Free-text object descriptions
──────

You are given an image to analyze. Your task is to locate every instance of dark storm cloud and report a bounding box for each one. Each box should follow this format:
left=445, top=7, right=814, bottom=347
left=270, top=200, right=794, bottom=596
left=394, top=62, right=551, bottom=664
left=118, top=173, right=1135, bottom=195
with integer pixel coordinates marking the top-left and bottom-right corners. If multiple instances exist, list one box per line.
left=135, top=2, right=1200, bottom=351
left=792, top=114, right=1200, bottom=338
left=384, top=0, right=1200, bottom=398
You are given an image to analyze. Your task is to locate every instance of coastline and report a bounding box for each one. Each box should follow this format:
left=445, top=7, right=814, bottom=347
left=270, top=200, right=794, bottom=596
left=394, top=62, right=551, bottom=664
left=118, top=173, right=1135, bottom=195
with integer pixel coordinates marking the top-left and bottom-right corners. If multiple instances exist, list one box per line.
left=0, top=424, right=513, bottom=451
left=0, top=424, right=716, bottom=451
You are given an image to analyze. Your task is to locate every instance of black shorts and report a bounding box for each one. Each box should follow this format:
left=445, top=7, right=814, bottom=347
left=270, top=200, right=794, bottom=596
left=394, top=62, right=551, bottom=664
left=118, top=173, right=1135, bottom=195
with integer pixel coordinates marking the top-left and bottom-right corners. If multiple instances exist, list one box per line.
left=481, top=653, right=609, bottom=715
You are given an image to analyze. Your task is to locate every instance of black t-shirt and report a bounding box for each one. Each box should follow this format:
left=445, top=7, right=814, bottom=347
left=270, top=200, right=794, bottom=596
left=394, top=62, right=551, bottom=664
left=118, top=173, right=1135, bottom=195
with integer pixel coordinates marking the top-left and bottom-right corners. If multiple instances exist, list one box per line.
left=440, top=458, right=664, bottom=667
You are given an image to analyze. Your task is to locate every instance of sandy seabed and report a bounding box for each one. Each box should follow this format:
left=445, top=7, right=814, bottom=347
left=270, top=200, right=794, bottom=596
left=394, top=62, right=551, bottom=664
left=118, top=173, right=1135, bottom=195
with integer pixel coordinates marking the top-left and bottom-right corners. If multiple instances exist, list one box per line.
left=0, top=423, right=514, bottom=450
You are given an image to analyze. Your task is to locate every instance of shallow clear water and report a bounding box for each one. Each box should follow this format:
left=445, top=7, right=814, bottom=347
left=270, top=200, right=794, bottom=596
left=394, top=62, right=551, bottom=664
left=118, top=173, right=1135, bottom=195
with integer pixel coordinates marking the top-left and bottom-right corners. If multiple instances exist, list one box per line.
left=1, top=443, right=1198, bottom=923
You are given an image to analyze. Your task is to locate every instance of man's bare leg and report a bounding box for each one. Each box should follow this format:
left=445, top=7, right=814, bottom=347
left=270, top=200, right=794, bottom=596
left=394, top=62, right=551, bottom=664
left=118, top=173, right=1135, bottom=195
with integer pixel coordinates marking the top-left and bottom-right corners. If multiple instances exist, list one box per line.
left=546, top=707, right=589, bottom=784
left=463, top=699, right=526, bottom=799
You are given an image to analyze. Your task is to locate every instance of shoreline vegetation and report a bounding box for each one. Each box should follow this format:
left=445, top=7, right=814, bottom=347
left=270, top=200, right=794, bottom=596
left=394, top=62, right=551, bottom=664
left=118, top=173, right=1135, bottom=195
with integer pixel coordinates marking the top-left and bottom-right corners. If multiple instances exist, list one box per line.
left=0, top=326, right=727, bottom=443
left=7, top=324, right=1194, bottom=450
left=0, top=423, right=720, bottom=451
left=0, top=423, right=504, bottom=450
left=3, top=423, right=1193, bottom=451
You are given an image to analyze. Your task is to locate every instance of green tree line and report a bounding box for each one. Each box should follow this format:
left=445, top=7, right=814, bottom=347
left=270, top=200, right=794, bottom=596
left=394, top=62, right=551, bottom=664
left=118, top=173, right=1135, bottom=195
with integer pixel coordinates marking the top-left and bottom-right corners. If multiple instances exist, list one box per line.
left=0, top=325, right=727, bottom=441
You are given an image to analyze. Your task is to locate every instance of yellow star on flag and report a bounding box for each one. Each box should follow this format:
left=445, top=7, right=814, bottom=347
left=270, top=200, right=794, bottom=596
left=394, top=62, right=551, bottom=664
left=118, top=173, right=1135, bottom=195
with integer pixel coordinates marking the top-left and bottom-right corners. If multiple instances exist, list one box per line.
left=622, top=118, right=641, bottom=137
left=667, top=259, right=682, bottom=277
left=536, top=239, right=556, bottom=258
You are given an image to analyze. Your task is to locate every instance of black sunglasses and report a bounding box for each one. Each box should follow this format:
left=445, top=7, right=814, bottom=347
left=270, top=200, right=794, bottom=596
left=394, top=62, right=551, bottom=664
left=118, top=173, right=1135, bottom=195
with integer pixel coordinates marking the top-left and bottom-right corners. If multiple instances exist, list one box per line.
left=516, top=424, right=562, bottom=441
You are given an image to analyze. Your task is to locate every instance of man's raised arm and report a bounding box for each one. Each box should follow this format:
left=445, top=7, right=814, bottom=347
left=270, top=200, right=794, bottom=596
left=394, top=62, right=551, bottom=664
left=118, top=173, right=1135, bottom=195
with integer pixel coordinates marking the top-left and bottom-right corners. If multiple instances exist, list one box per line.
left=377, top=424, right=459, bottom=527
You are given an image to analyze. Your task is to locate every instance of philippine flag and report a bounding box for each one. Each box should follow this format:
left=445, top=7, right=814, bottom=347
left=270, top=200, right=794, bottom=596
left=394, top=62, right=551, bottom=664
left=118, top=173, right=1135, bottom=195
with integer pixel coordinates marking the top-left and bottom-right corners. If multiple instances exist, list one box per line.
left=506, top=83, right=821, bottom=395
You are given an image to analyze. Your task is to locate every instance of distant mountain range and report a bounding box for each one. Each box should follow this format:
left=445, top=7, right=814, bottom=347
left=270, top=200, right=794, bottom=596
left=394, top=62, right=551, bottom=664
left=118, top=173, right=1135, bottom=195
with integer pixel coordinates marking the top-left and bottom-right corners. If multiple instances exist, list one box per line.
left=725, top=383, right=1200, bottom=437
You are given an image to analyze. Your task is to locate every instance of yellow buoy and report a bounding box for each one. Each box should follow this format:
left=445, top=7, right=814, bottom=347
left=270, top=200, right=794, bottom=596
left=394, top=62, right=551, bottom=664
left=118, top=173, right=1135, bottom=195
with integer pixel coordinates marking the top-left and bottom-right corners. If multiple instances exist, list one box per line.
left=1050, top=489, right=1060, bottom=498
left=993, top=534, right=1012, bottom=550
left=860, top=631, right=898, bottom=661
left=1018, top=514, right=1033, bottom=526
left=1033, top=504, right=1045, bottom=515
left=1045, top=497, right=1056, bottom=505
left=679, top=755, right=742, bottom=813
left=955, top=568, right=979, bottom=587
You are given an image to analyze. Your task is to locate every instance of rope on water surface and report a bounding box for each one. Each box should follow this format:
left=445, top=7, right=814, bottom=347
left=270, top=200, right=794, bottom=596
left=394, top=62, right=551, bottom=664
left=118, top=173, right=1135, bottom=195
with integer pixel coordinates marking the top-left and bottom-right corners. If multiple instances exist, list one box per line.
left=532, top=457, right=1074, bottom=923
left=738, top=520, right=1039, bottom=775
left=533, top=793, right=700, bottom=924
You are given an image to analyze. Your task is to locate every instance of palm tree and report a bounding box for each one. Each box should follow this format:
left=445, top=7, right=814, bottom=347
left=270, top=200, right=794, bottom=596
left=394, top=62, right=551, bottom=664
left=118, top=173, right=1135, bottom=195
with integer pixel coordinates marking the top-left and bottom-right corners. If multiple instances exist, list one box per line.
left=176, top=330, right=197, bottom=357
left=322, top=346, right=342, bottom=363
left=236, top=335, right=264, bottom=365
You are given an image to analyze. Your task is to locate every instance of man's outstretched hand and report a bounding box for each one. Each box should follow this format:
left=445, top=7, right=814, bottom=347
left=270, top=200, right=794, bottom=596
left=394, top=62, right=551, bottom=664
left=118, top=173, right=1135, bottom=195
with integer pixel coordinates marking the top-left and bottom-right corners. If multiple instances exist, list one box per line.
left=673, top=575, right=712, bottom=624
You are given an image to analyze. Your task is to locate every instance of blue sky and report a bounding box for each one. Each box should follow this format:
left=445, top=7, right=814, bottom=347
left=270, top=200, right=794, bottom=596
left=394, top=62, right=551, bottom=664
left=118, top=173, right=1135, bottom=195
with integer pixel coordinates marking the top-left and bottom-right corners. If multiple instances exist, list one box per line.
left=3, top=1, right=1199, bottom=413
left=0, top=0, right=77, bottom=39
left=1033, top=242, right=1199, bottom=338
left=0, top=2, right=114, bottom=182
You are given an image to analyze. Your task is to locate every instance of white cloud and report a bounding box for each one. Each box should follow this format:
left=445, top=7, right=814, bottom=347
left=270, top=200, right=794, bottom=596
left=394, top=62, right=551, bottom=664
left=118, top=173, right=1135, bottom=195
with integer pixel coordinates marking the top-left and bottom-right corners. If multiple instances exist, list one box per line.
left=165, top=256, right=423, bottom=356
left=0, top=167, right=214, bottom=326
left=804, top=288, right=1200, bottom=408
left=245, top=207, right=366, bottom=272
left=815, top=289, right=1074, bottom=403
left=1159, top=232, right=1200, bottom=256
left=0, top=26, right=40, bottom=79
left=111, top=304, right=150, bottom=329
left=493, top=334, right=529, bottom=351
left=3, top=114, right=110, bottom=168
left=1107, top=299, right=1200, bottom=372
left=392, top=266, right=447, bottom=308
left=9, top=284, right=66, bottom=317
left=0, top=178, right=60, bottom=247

──────

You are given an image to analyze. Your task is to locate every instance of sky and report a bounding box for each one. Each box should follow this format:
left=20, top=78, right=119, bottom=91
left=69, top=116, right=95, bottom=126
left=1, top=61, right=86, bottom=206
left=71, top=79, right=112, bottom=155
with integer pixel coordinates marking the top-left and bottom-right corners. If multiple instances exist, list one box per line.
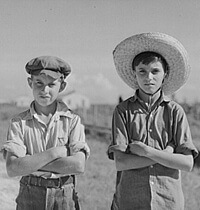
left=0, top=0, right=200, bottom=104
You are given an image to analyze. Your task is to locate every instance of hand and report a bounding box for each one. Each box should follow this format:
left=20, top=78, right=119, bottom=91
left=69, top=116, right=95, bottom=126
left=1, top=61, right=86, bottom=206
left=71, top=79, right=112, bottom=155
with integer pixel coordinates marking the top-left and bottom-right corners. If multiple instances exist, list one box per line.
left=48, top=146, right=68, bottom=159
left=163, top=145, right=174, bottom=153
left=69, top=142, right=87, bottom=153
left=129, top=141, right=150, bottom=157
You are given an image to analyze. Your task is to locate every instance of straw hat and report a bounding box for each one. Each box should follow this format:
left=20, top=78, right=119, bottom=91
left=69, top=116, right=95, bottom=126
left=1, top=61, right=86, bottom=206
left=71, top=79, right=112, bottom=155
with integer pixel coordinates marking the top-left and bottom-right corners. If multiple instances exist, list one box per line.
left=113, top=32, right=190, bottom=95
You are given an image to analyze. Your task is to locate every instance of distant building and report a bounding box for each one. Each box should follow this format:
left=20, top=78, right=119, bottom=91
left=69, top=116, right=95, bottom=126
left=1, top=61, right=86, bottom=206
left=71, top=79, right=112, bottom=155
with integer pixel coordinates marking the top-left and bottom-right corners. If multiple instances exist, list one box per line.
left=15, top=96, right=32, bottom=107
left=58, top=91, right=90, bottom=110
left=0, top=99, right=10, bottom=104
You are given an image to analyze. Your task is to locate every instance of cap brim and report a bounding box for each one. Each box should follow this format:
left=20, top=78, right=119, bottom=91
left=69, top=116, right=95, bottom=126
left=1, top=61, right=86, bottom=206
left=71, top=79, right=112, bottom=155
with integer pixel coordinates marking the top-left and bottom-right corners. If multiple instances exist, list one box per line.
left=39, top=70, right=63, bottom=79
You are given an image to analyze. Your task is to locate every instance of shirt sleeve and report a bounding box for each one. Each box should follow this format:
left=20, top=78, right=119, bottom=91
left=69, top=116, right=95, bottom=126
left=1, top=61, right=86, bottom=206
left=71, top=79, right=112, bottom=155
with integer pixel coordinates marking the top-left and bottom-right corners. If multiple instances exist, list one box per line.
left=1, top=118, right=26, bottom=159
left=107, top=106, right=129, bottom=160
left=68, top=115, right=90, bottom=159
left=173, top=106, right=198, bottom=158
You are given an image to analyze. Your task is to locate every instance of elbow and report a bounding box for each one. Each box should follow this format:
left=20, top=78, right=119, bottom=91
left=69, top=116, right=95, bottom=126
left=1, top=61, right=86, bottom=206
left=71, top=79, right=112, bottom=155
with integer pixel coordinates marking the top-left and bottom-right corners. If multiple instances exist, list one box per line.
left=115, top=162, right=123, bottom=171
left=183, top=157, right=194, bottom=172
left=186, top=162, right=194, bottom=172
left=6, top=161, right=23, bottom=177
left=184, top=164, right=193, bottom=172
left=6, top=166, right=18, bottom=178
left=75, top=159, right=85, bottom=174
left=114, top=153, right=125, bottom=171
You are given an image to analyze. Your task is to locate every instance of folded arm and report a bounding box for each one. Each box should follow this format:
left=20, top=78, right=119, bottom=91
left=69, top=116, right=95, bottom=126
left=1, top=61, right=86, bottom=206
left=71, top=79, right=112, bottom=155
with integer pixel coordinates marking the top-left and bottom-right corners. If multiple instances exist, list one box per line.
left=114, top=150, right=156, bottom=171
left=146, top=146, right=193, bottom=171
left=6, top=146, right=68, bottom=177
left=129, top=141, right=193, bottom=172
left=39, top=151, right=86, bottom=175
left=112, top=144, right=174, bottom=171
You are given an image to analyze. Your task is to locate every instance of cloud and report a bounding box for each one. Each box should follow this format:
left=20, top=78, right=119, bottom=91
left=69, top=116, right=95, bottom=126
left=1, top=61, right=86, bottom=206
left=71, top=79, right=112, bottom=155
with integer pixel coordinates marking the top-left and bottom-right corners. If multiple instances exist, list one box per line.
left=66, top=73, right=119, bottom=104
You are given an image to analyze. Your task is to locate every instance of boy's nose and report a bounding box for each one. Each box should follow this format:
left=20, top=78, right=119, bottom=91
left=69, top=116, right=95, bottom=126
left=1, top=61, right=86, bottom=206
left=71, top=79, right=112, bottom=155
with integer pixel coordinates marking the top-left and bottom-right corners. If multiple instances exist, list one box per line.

──────

Task instructions » Find all lines in the records that hold the word "yellow". Copy them.

Response area »
You are given an image to analyze. Your task is to locate every instance of yellow star on flag and report a bounding box for each one. Each box should follow this format:
You are given an image to analyze. Your task is to locate every instance of yellow buoy and report a bounding box for each one. Each box should follow this format:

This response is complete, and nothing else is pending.